→ **Exercise directions**
Print nothing but the lines below starting at the line that holds "Return the segmentation of every instance of the rocky" and ending at the line that holds "Return the segmentation of every instance of the blue", including both, each exactly as written.

(Dataset excerpts Opens)

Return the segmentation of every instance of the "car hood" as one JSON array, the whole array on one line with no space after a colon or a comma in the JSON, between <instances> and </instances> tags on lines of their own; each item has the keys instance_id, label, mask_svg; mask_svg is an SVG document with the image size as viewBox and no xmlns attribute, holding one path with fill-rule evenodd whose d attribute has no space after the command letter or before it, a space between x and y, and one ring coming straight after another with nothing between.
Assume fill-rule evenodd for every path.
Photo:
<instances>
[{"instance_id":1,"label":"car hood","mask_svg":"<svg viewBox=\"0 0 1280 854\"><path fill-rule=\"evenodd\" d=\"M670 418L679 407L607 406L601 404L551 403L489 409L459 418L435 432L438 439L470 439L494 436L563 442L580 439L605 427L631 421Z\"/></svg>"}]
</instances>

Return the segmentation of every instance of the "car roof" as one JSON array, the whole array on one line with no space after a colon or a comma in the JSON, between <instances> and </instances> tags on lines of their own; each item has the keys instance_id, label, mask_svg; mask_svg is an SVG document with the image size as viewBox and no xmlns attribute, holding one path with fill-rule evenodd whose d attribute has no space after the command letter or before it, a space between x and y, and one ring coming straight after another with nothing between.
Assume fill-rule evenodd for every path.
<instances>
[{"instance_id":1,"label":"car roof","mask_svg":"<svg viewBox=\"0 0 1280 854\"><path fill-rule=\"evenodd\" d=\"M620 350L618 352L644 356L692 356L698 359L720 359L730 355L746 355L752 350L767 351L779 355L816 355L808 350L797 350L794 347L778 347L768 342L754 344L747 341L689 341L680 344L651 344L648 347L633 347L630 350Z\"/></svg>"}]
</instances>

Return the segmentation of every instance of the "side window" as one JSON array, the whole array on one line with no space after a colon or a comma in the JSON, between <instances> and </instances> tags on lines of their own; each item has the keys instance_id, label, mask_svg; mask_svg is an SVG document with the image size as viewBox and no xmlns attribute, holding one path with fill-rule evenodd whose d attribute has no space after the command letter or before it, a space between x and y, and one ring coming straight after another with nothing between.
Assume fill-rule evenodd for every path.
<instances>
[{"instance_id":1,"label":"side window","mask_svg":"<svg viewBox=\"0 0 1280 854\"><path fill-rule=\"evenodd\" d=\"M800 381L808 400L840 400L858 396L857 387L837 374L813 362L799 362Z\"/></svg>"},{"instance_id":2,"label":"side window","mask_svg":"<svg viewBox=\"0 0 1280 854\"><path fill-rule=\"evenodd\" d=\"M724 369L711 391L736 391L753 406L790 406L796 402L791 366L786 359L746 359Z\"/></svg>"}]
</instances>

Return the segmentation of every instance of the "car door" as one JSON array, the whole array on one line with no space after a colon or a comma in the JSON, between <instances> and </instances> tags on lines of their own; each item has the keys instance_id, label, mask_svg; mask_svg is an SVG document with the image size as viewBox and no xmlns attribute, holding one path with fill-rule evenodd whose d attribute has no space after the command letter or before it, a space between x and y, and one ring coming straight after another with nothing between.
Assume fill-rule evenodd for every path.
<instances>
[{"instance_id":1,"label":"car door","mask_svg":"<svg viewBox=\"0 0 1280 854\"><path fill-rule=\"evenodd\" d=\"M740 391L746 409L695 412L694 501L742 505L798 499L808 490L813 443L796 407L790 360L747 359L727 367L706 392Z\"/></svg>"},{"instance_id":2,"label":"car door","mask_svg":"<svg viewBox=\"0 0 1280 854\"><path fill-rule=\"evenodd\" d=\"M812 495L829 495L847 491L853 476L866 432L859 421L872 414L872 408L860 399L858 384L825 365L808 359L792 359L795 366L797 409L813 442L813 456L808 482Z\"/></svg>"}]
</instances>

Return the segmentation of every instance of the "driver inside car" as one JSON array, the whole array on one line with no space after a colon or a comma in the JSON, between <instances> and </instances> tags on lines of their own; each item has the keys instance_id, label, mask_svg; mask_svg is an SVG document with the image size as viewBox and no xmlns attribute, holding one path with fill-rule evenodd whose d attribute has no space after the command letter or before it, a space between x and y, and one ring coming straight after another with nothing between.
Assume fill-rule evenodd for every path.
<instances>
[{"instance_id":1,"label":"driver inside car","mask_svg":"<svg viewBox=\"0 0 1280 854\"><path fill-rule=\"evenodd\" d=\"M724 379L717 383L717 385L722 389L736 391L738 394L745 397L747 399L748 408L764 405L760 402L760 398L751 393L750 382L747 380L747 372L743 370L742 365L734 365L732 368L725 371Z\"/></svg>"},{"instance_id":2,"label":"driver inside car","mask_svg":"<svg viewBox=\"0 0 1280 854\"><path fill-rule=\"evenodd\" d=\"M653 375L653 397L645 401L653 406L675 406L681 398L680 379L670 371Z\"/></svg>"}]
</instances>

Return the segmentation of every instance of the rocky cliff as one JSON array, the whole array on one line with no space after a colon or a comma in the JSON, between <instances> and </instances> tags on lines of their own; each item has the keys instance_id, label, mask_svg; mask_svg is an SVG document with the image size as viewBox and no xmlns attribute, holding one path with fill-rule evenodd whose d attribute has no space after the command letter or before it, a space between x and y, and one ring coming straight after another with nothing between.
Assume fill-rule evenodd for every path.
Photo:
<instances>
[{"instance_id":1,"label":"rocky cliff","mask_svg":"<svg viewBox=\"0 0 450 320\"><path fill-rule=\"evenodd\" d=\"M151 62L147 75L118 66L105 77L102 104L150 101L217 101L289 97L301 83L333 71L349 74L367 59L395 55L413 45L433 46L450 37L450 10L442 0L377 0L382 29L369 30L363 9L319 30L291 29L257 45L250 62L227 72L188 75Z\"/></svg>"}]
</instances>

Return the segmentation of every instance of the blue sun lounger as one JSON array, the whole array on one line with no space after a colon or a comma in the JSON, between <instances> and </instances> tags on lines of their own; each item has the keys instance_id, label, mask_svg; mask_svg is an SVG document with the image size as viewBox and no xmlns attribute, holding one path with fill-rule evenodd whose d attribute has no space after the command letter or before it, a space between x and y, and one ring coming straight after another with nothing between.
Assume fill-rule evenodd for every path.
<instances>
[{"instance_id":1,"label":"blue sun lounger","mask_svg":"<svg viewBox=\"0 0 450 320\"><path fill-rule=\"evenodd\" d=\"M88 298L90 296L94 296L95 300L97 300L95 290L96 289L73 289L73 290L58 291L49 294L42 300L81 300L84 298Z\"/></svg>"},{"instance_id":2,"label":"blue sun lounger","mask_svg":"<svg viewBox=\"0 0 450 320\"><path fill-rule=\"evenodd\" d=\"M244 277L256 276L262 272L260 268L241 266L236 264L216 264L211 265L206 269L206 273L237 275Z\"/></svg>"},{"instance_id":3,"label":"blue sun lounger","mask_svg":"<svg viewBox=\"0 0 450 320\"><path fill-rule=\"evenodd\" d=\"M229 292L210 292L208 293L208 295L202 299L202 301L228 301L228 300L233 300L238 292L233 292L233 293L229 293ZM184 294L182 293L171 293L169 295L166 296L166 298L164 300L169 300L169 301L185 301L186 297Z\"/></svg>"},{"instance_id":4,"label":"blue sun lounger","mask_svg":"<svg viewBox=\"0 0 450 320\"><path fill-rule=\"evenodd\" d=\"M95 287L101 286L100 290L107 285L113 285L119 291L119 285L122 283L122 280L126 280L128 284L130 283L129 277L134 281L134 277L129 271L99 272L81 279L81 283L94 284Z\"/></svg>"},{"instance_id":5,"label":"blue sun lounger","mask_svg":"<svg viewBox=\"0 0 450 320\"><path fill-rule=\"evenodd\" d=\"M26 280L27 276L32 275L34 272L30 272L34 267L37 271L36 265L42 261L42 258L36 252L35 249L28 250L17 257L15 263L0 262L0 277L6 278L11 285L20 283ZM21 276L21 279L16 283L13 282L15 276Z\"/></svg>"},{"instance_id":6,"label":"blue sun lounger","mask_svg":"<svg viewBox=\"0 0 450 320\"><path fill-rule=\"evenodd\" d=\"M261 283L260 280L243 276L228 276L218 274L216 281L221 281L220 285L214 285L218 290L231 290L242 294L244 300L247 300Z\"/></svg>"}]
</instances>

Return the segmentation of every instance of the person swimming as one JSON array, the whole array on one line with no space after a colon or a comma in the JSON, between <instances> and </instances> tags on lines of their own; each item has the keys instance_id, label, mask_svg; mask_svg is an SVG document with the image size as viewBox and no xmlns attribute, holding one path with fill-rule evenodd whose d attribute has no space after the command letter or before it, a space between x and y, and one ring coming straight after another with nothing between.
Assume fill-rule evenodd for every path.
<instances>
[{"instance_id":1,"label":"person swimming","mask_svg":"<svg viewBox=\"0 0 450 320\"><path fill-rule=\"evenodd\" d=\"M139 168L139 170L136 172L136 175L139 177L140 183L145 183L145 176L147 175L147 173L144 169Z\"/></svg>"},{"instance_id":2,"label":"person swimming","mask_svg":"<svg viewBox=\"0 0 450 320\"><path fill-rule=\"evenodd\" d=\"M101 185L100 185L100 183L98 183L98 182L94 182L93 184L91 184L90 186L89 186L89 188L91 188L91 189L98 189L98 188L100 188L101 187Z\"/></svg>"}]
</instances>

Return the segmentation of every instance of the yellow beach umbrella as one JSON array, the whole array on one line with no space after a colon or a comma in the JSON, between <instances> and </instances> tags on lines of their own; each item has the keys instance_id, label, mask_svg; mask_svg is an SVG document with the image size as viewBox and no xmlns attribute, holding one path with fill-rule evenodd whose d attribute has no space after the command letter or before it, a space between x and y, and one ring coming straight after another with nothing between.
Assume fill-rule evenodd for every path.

(Dataset excerpts Closes)

→ **Response area**
Return the segmentation of every instance of the rocky cliff as one JSON array, the whole array on one line with no space after a colon or a comma in the JSON, between <instances> and </instances> tags on lines of their own; each item has the keys instance_id, label, mask_svg; mask_svg is an SVG document with the image size as viewBox and no xmlns attribute, holding one path with fill-rule evenodd whose d attribute has no space after the command letter or before it, a space between x and y, and one ring coming straight after another with nothing between.
Assume fill-rule evenodd for every path.
Photo:
<instances>
[{"instance_id":1,"label":"rocky cliff","mask_svg":"<svg viewBox=\"0 0 450 320\"><path fill-rule=\"evenodd\" d=\"M151 62L147 75L118 66L105 77L102 104L150 101L217 101L289 97L301 83L333 71L349 74L367 59L395 55L413 45L433 46L450 37L450 10L442 0L377 0L382 29L369 30L363 9L319 30L291 29L257 45L250 62L227 72L188 75Z\"/></svg>"}]
</instances>

Return the segmentation of every instance of the blue sun lounger as one JSON array, the whole array on one line with no space after a colon or a comma in the JSON, between <instances> and </instances> tags on lines of their own; each item has the keys instance_id, label, mask_svg; mask_svg is an SVG document with the image size as viewBox and no xmlns attribute, holding one path with fill-rule evenodd whose d attribute has no space after the command letter or before it, a space between x and y, and one ring coming straight after another with nothing between.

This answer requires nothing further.